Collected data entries
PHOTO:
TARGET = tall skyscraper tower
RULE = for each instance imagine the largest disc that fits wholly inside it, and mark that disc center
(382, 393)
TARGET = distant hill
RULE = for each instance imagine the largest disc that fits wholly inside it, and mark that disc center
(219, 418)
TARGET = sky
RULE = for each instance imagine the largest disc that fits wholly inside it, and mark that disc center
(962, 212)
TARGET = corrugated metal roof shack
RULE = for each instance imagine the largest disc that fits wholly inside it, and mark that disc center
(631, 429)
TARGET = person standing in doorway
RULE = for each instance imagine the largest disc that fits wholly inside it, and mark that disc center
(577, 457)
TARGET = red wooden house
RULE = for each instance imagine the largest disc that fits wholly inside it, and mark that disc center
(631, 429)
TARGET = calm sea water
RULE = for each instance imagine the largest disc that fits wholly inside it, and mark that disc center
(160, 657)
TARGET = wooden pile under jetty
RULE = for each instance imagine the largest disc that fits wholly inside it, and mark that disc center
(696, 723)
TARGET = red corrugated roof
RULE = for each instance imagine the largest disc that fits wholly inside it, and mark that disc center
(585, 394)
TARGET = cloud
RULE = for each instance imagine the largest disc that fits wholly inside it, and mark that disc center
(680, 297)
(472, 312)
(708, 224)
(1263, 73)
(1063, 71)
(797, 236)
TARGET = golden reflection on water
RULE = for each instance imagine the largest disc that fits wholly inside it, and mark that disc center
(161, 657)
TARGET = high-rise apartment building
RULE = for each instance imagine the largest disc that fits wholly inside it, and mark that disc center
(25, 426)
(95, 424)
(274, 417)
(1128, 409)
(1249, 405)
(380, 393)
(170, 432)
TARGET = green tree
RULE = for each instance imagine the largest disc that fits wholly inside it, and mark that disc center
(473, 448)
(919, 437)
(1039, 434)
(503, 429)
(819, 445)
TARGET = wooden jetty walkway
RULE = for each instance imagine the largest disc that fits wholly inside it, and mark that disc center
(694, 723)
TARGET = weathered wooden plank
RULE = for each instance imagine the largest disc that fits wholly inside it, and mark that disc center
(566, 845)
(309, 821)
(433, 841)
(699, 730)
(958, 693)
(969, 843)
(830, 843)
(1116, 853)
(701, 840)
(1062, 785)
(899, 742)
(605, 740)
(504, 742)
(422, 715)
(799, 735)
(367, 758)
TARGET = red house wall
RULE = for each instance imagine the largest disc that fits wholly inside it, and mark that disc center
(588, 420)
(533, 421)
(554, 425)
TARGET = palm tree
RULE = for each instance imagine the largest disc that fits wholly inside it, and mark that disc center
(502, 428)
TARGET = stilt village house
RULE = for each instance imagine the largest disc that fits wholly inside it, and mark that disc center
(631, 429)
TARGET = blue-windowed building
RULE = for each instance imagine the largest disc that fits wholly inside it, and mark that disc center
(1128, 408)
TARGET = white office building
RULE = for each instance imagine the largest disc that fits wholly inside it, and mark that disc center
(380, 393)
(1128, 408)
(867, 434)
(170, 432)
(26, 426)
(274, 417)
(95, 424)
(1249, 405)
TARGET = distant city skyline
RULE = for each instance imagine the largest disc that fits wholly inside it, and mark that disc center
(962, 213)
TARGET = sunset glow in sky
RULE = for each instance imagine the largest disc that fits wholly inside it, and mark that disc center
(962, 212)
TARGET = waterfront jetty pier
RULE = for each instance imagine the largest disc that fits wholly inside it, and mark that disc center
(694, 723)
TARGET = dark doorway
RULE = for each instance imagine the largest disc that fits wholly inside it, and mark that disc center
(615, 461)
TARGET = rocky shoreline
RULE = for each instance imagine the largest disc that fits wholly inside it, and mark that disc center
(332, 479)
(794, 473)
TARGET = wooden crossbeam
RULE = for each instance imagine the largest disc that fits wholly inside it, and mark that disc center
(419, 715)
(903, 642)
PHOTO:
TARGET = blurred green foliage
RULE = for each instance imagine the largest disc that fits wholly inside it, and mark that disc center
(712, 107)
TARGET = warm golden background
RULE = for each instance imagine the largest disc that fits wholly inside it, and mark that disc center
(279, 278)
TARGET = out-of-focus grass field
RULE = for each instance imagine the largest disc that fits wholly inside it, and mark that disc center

● **What to work on**:
Using the records above, restate word for word the lines from the one with "TARGET = red corrugated roof" through the one with "TARGET = sunset glow in sky", both included.

● **Answer section**:
TARGET = red corrugated roof
RULE = for each instance imagine the largest disc that fits wholly inside it, and mark that disc center
(585, 394)
TARGET = cloud
RULE = for each instance imagine the largest disc that fits wholly inside it, and mark that disc center
(680, 297)
(472, 312)
(708, 224)
(1263, 73)
(1063, 71)
(797, 236)
TARGET = golden reflection on water
RULE = for each instance imagine the largest disc that fits wholly inside it, and mark that disc center
(161, 657)
TARGET = high-rise apartment building
RULE = for each instance imagine the largest disc that fits wholly inside it, and mark that disc center
(25, 426)
(95, 424)
(274, 417)
(1128, 409)
(1249, 405)
(380, 393)
(170, 432)
TARGET = green tree
RULE = for each instance imagine the largest disc that fits wholly inside it, and mark that disc center
(473, 448)
(919, 437)
(1039, 434)
(503, 429)
(819, 445)
TARGET = wooden jetty walkway
RULE = for each instance imagine the largest disc that fits wholly inside it, and mark that disc center
(694, 723)
TARGET = weathered wooden plank
RULE = for each instance imagine the largest disc that fits wholly inside it, and mark that disc center
(566, 845)
(309, 821)
(433, 841)
(699, 730)
(958, 693)
(969, 843)
(830, 843)
(1116, 853)
(701, 840)
(1062, 785)
(899, 742)
(605, 740)
(504, 742)
(422, 715)
(799, 735)
(367, 758)
TARGET = red house wall
RULE = for each instance imagine the largest disc that fits wholly inside it, and mark that disc center
(588, 420)
(533, 421)
(554, 425)
TARGET = palm tree
RULE = for each instance imagine the largest disc that fits wholly inside it, and mark that disc center
(502, 428)
TARGET = stilt village house
RULE = for each instance imagine the largest disc that fits wholly inside it, and mark that disc center
(631, 429)
TARGET = blue-windowed building
RULE = for each instance imagine the largest disc that fits wholly inside it, and mark that disc center
(1128, 408)
TARGET = white office building
RULE = for each instance imagine the largest disc that fits wholly inside it, and mark that disc center
(380, 393)
(1128, 408)
(867, 434)
(170, 432)
(26, 426)
(274, 417)
(95, 424)
(1249, 405)
TARGET = distant city skyline
RULE = for each instance imagine the largest disc that fits wholly inside it, and mark that disc center
(962, 213)
TARGET = sunset glow in sky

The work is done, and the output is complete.